=== Begin Enclosure ===

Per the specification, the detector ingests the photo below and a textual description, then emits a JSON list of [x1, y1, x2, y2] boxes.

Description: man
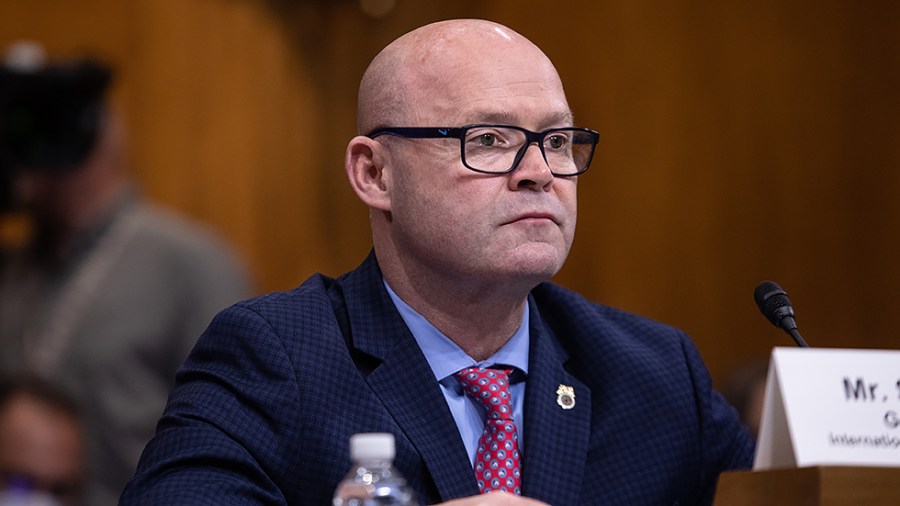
[[0, 48, 251, 505], [0, 377, 84, 506], [121, 19, 754, 505]]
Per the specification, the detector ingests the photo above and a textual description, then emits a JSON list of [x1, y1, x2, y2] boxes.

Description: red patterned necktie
[[454, 367, 521, 495]]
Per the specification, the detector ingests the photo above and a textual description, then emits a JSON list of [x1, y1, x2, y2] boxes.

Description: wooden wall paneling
[[269, 0, 490, 280], [127, 0, 328, 291], [473, 1, 900, 383], [2, 0, 898, 386]]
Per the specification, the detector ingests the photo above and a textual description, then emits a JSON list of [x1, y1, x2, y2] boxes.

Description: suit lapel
[[339, 255, 591, 503], [341, 254, 479, 501], [365, 341, 479, 500], [521, 299, 592, 504]]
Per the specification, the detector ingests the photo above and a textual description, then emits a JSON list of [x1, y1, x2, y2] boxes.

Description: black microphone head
[[754, 280, 796, 330]]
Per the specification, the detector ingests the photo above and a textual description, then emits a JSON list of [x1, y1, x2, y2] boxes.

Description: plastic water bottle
[[332, 433, 420, 506]]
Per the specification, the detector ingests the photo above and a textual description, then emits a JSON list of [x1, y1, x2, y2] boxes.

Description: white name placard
[[754, 347, 900, 469]]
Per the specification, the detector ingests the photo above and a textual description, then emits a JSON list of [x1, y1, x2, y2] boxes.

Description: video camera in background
[[0, 42, 112, 212]]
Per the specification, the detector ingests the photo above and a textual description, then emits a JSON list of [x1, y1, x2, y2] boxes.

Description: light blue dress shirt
[[383, 281, 530, 466]]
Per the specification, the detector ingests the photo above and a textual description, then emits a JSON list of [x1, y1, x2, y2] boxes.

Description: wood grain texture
[[2, 0, 897, 385]]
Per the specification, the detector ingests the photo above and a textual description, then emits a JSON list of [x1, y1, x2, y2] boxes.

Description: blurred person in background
[[0, 376, 84, 506], [722, 359, 769, 441], [0, 43, 251, 505]]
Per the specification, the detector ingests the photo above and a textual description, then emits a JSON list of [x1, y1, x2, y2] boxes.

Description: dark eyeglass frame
[[366, 124, 600, 176]]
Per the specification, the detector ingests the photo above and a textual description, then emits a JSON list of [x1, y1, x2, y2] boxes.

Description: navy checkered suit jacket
[[121, 252, 754, 505]]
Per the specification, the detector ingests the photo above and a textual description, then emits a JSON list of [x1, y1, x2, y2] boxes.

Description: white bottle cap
[[349, 433, 395, 462]]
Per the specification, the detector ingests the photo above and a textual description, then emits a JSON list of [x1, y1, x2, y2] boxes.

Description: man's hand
[[439, 492, 550, 506]]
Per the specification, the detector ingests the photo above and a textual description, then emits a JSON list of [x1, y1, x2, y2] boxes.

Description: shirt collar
[[383, 280, 530, 385]]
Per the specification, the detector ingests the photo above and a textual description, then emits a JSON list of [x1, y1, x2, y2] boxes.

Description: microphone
[[753, 280, 809, 347]]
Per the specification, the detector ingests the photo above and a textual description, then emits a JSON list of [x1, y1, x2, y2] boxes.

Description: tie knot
[[454, 367, 514, 419]]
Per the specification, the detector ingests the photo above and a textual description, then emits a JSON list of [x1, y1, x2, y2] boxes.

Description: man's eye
[[478, 133, 497, 147], [547, 135, 567, 149]]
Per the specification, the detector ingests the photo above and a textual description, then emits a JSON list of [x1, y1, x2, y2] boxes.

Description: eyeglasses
[[367, 124, 599, 176]]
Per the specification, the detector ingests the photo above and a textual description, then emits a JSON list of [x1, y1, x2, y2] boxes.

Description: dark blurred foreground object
[[0, 42, 112, 212]]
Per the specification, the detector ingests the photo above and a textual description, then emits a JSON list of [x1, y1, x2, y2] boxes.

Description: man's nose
[[508, 143, 554, 191]]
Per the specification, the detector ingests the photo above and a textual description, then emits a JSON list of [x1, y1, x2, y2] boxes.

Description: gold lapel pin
[[556, 384, 575, 410]]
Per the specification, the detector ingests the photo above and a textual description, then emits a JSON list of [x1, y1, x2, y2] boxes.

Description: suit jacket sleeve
[[121, 301, 313, 505], [679, 329, 756, 504], [122, 265, 755, 505], [122, 257, 478, 505]]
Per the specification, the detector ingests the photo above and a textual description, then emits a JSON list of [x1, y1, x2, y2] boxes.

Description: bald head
[[357, 19, 565, 135]]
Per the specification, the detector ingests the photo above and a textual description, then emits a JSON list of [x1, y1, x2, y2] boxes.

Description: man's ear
[[345, 136, 391, 211]]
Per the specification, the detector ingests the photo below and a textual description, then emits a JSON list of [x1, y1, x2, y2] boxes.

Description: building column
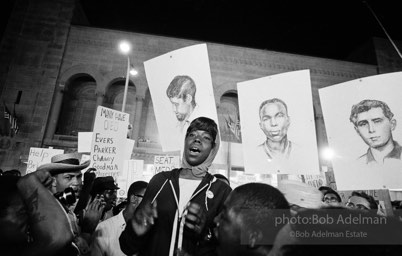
[[43, 83, 65, 141], [96, 89, 105, 106]]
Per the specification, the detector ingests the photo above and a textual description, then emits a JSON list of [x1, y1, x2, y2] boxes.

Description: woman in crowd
[[120, 117, 232, 256]]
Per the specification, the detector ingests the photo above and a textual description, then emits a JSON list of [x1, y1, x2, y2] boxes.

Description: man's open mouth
[[190, 147, 201, 153]]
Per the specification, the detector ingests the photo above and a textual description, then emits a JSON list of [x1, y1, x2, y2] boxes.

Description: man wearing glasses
[[322, 188, 342, 207], [91, 180, 148, 256], [345, 191, 378, 211]]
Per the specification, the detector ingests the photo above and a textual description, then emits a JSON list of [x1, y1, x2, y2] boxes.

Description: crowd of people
[[1, 116, 402, 256]]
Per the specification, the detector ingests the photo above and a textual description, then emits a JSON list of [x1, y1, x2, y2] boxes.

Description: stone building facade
[[0, 0, 401, 176]]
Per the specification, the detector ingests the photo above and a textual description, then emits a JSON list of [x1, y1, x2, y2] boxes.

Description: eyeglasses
[[323, 196, 339, 203], [345, 202, 369, 210]]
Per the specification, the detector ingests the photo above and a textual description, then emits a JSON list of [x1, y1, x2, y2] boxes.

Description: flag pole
[[363, 1, 402, 59]]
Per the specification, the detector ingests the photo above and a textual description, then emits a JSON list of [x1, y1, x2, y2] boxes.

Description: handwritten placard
[[154, 155, 180, 173], [26, 147, 64, 174], [78, 132, 93, 152], [91, 106, 129, 177]]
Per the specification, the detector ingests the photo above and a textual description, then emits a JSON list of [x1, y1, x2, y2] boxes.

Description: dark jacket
[[119, 168, 232, 256]]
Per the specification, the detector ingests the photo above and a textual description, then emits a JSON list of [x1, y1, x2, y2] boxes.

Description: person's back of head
[[215, 182, 290, 256], [0, 175, 29, 250]]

=== End Enclosure ===

→ DIRECTIONS FOR THIS TASK
Each entry above needs to be restated without a single word changed; skip the images.

→ TASK OUTPUT
Per the specification, the detector ingests the photo below and a textual description, then emits a JSON list of [x1, y1, x2, y2] boxes.

Description: man
[[0, 48, 251, 505], [0, 377, 84, 506], [121, 19, 754, 505]]
Per the specification, the detector ingests the photo above and a textual description, then emits a JSON list of [x1, y1, x2, y2] boxes.

Description: red patterned necktie
[[454, 367, 521, 495]]
Per the specification, the detector ingests the photo above and a textual description, then emits a JSON list of [x1, y1, x2, y2] boxes.

Description: wooden wall paneling
[[269, 0, 490, 280], [127, 0, 328, 291], [473, 1, 900, 383], [2, 0, 898, 386]]
Per the specification, the detector ingests the photo above and a textual description, then emits a JSON list of [x1, y1, x2, y2] boxes.

Description: suit lapel
[[339, 255, 591, 503], [341, 254, 479, 501], [365, 341, 479, 500], [521, 299, 592, 504]]
Per the specification, the detector ingests the photo above and a textual description, then emits a JSON list of [x1, y1, x2, y2] boxes.

Description: black microphone head
[[754, 280, 796, 330]]
Per the specification, the detector ingests the photo above and a textual description, then emits a JSON list of [x1, y1, x2, y2] boxes.

Description: plastic water bottle
[[332, 433, 420, 506]]
Per the specification, the detector ingests the photo above and a textual description, then emits a JSON list of [x1, y1, x2, y2] boxes.

Description: white name placard
[[754, 347, 900, 469]]
Per the specification, the detector ingests the photo above and a textual description, then emits a JSON list of [x1, y1, x2, y2] boxes.

Description: video camera in background
[[0, 42, 112, 212]]
Per the specification, the detector ingests the photo above and a textual description, then emits a JSON list of [x1, y1, x2, y2] boxes.

Description: light blue dress shirt
[[383, 281, 530, 466]]
Per the specification, the detector ingests the photo above and a textual description, then emits a JSON list of [x1, y1, x2, y2] boxes.

Description: wood grain texture
[[2, 0, 897, 385]]
Per the specification, the detector ingests the photo above and a textual description, then emits a JSON list of [x1, y1, x2, y2] boxes.

Description: blurred person in background
[[0, 376, 84, 506], [722, 359, 769, 441], [0, 43, 251, 505]]
Per the specification, the detector ingests the photo above and a textual description, then emits a JSON list of [x1, y1, x2, y2] boxes.

Description: dark eyeglass frame
[[366, 124, 600, 176]]
Per the specification, the detector ingests the photo above and a textual description, then emits a JSON list of [x1, y1, x2, y2] boxes.

Description: navy checkered suit jacket
[[121, 252, 754, 505]]
Per the specification, the detector ingests the photo above and a textual description, then emits a JSON list of [x1, y1, x2, y2] boxes.

Description: white bottle cap
[[349, 433, 395, 462]]
Per the specification, the detector ingests the photo above and a textual description, then emits a JSON list of [x1, y1, x2, y2] boxes.

Description: man's hand
[[439, 492, 550, 506]]
Per the specification, the detector ingests the photo above and a textual description, then emits a JSON list of [x1, y1, x2, y2] boxes.

Description: shirt collar
[[383, 280, 530, 385]]
Per the specification, the detector ingests the photo above and a textual description, then emits a JSON list of [x1, y1, x2, y2] boxes.

Description: microphone
[[753, 280, 809, 347]]
Per the specification, the detector ingests the photo above and a textual description, then emits a JSON list of [x1, y1, x2, y2] boxes.

Description: tie knot
[[454, 367, 514, 419]]
Per the specification, the detector ingests the photo above and a textual description, then emits a JSON list of [x1, y1, x2, y2] boxes.

Description: man's eye
[[478, 133, 497, 147], [547, 135, 567, 149]]
Per the specification, the detector ingests the photo above and a textual description, then emits a JSON list of [x1, y1, x2, y2] boxes.

Description: eyeglasses
[[367, 124, 599, 176]]
Per the specification, the detector ingests the photo above and a textual description, then emits a JSON list of [x1, y1, x2, y2] boxes.

Description: dark blurred foreground object
[[0, 42, 112, 212]]
Per the specification, the detector ingests the photo above and a textual description, then emits a JSON list of [x1, y1, x2, y2] boxes.

Description: man's nose
[[508, 143, 554, 191]]
Per the specification, the detector ingests the photo above and a textual description, then emits a JSON list of [x1, y1, x2, y2] boxes.

Description: gold lapel pin
[[556, 384, 575, 410]]
Per the specification, the detector ingests the photo above and a textual description, then emits a JSON list of [x1, y1, x2, y2] boxes.

Description: suit jacket sleeve
[[121, 301, 313, 505], [679, 329, 756, 504], [122, 265, 755, 505], [122, 257, 478, 505]]
Per the specification, the detector ingests the photo above and a textual description, then emits a JSON list of [x1, y1, x2, y2] boxes.

Description: bald head
[[357, 19, 565, 135]]
Per the specification, the detector ingests the photo above and a textual description, then emits a JSON list of [x1, y1, x2, y2] boxes.

Description: man's ear
[[345, 136, 391, 211]]
Per the specification, the detector ingests the photo below and a textual description, then emits a JSON list of [x1, y1, x2, y2] boxes.

Description: building column
[[43, 83, 65, 141], [96, 89, 105, 106]]
Per the specification, the detector ingests the photo above and a textual description, then emits a JSON list of [x1, y1, x2, y2] boxes.

Description: woman in crowd
[[120, 117, 232, 256]]
Per the specification, the detector ingests the photo above and a textual description, then emits a JSON list of [x1, y1, x2, y2] boxes.

Description: man's open mouth
[[190, 147, 201, 153]]
Per the specification, the detector ingests the photo above and a textual description, then emits a JSON list of [x1, y1, x2, y2] boxes.

Description: man wearing glasses
[[322, 188, 342, 207], [91, 180, 148, 256], [345, 191, 378, 211]]
Per the specification, the detector ingests the photo above and a textual description, then emits a JSON list of [x1, y1, x2, y2] boxes.

Description: crowd of people
[[1, 116, 402, 256]]
Per the specification, the detector ingests the photo above and a textual description, then emits a JSON list of [x1, y1, x2, y2] boxes.

Description: stone building facade
[[0, 0, 401, 176]]
Per the specification, the detector ingests the photo above and a textual description, then emits a JSON list of [x1, y1, x2, y2] boxes.

Description: eyeglasses
[[323, 196, 339, 203], [345, 202, 369, 210]]
Per the specification, the detector ingests the photo above and a textual description, then emits a JSON list of [x1, y1, x2, y2] boxes.

Description: flag pole
[[363, 1, 402, 59]]
Per the specification, the detector ingests the photo above and a textual description, then emits a JSON list of [x1, y1, x2, y2] boxes.

Description: handwritten placard
[[154, 155, 180, 173], [26, 147, 64, 174], [78, 132, 93, 152], [91, 106, 129, 177]]
Per the specification, the detector ingests the photo above and a textual description, then emits a JSON list of [x1, y1, x2, y2] boxes.

Description: dark jacket
[[119, 168, 232, 256]]
Per the specification, the detector ingests the photo above and a textual description, then emits a JSON list of [x1, y1, x2, y2] boxes.

Description: person's back of head
[[215, 182, 290, 256], [0, 175, 29, 250]]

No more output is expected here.